* [Okuma Metni]
YARGITAY KARARI
DAİRE : 10. Hukuk Dairesi
ESAS NO : 2014/2562
KARAR NO : 2014/3327
KARAR TARİHİ : 20.02.2014
Mahkemesi :Bakırköy 3. İş Mahkemesi
Tarihi :12.11.2013
No :2013/415-2013/644
Dava, ödeme emrinin iptali istemine ilişkindir.
Mahkemece, ilamında belirtildiği şekilde davanın reddine karar verilmiştir.
Hükmün, davacı avukatı tarafından temyiz edilmesi üzerine temyiz isteğinin süresinde olduğu anlaşıldıktan ve Tetkik Hakimi tarafından düzenlenen raporla kağıtlar okunduktan sonra işin gereği düşünüldü ve aşağıdaki karar tespit edildi.
Dava, davacıya gönderilen ödeme emirlerinin iptali istemi ile açılmış, mahkemece 6183 sayılı Yasanın 58. maddesi gereği 7 günlük hak düşürücü süre geçtikten sonra açıldığından bahisle davanın reddine karar verilmiştir.
Dava konusu uyuşmazlık, adli yargı yerinde açılması gereken bir davanın (yanlış yargı yoluna başvurularak) idari yargıda açılmış olmasının hak düşürücü süreye etkisi noktasında toplanmaktadır.
Adli yargı mahkemeleri arasındaki göreve ilişkin uyuşmazlıklarda başvurulan; görevsizlik veya yetkisizlik kararı verilmesi üzerine, davacının, kararın kesinleşmesi tarihinden itibaren 2 hafta içinde yeniden dilekçe vermesinin gerektiği, aksi takdirde davanın açılmamış sayılmasına karar verileceğine ilişkin HMK. m. 20 hükmünün, somut olaya kıyasen uygulanması gerekir.

* [Sağlanan Kayıtlar]

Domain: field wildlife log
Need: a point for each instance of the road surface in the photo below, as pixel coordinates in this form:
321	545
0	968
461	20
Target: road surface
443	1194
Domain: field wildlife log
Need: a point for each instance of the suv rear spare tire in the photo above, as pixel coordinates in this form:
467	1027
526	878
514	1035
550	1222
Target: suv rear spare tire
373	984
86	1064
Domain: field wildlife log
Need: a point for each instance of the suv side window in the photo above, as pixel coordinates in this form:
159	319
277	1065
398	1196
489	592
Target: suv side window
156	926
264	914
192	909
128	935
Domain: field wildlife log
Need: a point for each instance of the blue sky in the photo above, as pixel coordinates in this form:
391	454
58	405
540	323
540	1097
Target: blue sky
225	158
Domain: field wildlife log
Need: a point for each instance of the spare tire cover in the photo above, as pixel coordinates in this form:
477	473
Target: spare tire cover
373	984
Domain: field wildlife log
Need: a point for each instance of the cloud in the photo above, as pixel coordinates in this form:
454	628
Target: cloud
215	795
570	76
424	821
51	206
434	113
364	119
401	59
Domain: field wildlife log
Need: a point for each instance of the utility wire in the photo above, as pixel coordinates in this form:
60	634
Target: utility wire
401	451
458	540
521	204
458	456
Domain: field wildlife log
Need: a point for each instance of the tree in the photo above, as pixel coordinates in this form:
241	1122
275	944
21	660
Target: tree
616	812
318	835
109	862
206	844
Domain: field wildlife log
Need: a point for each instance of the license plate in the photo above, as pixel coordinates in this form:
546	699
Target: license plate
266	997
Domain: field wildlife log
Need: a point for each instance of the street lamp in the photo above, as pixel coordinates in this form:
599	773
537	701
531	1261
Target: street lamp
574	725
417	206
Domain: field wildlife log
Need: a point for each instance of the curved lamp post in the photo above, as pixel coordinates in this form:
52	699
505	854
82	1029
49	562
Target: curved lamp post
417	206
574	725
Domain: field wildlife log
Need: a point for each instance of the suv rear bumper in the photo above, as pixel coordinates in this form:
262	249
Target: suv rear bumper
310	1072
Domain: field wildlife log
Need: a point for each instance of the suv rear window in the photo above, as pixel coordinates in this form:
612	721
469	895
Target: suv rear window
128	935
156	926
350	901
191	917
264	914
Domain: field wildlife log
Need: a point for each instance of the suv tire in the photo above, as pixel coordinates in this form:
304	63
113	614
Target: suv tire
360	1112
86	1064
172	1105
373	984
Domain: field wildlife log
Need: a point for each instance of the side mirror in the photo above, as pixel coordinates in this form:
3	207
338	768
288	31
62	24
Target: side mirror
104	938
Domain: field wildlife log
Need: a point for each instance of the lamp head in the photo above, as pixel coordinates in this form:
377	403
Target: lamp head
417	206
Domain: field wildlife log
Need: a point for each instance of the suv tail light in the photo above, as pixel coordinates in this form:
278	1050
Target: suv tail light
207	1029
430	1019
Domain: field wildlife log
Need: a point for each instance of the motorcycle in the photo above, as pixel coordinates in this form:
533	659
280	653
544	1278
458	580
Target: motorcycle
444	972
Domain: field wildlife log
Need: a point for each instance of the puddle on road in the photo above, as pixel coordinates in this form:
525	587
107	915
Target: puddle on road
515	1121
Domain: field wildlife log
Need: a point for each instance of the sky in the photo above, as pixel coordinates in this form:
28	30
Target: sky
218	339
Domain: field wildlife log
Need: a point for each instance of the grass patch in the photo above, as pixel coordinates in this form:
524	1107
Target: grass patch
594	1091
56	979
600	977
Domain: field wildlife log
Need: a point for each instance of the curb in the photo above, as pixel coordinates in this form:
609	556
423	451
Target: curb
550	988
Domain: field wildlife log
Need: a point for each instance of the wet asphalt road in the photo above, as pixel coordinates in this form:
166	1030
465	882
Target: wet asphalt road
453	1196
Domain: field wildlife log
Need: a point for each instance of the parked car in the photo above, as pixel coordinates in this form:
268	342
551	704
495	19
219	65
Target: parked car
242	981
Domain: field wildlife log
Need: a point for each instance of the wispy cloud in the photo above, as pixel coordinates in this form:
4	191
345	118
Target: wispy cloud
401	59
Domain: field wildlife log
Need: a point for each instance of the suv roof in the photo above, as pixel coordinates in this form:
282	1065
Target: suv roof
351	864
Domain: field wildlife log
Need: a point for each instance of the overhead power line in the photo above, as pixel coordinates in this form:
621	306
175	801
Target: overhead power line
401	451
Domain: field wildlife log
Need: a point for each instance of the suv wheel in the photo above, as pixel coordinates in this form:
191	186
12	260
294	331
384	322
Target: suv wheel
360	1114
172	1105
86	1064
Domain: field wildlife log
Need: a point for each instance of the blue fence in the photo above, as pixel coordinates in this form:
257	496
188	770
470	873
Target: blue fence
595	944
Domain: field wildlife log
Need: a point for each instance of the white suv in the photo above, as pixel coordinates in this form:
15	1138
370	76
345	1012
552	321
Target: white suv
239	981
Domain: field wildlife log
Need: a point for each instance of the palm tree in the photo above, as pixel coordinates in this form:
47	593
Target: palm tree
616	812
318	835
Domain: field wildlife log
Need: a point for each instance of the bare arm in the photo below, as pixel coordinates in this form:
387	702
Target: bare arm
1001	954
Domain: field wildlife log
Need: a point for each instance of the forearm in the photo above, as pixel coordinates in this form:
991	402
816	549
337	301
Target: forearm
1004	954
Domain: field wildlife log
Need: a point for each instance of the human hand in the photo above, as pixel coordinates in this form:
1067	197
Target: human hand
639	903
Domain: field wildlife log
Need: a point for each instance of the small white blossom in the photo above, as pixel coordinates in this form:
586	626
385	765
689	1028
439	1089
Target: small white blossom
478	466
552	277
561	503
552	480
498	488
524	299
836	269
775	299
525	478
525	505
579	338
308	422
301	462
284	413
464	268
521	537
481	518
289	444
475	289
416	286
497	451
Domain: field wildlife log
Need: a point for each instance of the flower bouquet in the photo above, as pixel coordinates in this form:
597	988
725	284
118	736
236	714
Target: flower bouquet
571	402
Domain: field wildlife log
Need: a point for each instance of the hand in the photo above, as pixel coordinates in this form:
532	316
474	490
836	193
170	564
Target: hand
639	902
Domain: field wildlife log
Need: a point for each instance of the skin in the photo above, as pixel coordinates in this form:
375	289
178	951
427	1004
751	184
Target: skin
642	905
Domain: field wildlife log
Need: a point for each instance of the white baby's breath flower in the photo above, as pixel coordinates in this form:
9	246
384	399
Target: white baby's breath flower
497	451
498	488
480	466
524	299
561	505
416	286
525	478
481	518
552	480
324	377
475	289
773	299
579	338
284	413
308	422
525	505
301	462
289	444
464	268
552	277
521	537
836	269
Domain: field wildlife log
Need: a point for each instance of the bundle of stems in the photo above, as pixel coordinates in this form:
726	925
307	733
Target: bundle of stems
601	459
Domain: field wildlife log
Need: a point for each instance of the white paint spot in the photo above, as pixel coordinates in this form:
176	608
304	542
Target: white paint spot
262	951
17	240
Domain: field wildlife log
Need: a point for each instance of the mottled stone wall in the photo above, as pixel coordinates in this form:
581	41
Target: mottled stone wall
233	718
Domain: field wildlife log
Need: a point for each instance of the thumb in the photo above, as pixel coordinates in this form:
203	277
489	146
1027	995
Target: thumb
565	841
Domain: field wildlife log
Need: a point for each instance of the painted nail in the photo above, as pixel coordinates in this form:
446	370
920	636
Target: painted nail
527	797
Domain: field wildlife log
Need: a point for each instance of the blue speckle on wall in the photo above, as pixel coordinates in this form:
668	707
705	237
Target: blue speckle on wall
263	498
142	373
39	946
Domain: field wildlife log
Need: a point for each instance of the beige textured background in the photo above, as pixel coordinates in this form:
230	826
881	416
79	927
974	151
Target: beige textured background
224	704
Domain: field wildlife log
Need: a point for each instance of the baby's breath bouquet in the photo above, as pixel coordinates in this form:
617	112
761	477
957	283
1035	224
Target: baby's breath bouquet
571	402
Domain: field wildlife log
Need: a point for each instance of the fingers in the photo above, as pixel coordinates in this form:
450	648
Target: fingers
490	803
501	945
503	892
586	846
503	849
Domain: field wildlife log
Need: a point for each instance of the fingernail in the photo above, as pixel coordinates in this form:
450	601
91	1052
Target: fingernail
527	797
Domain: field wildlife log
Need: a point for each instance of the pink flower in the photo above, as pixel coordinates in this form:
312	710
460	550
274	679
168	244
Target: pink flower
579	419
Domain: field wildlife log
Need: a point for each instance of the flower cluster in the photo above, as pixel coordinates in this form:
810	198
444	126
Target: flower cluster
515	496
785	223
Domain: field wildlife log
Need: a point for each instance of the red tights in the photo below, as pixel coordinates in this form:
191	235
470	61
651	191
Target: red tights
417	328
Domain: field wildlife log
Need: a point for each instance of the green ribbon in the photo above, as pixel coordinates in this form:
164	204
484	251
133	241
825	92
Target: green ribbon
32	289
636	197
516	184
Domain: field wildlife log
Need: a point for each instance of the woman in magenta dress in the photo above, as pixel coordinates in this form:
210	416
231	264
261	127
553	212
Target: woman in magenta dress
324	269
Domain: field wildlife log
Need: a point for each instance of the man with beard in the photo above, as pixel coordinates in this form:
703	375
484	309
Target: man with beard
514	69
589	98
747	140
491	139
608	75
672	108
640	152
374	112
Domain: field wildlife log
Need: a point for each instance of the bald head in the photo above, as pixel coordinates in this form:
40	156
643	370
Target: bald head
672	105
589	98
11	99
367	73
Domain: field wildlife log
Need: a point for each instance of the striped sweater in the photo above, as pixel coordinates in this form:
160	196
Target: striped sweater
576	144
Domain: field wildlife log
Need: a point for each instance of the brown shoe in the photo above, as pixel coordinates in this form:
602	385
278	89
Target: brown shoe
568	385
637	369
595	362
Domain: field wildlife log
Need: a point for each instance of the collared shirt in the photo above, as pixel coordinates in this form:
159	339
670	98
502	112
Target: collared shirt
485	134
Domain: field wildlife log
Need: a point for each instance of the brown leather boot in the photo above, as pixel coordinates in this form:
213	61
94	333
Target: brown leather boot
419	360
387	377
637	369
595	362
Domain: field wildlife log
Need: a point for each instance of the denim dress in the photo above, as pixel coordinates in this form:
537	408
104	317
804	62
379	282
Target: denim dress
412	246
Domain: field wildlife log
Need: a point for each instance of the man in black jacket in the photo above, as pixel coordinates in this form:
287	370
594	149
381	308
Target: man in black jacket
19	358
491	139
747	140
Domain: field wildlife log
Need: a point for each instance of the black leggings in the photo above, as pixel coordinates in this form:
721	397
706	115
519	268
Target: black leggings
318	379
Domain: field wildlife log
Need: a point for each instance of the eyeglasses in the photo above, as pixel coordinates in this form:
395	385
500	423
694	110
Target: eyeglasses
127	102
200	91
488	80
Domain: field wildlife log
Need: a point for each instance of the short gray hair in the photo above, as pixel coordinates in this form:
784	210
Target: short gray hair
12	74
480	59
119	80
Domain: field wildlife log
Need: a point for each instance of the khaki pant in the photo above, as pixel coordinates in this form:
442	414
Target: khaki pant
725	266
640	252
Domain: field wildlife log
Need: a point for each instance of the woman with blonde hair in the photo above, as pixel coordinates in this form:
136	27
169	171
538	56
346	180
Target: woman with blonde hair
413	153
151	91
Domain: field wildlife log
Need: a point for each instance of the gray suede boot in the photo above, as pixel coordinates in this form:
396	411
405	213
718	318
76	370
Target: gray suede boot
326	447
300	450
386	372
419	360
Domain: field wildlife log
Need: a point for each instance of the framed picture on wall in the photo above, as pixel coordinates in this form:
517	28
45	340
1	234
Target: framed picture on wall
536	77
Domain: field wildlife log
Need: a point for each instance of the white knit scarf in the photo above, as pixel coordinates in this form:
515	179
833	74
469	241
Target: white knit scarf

* [Yapılacaklar]
1. Yargıtay kararına göre aşağıdaki soruları yanıtlayın.
(a) Kararı temyiz edilen ilk derece mahkemesi hangisidir?
(b) Mahkeme davayı 6183 sayılı Yasanın hangi maddesine dayanarak reddetmiştir?
(c) HMK m. 20 hükmüne göre davacı, kararın kesinleşmesinden itibaren ne kadar süre içinde yeniden dilekçe vermelidir?
2. Yargıtay kararındaki "Dava, ödeme emrinin iptali istemine ilişkindir." cümlesini İngilizceye çevirin.
3. Yargıtay kararında içinde "YARGITAY KARARI" geçen sözlerle açılıp "iptali istemine ilişkindir." sözleriyle kapanan bölümü hiç değiştirmeden geri verin.
Bu kayıtlar başka bir kaynaktan alınmıştır.

* [Çözümler]
1.
(a) Bakırköy 3. İş Mahkemesi
(b) 58. madde
(c) 2 hafta

2. The case concerns a request for the annulment of the payment order.

3.
YARGITAY KARARI
DAİRE : 10. Hukuk Dairesi
ESAS NO : 2014/2562
KARAR NO : 2014/3327
KARAR TARİHİ : 20.02.2014
Mahkemesi :Bakırköy 3. İş Mahkemesi
Tarihi :12.11.2013
No :2013/415-2013/644
Dava, ödeme emrinin iptali istemine ilişkindir.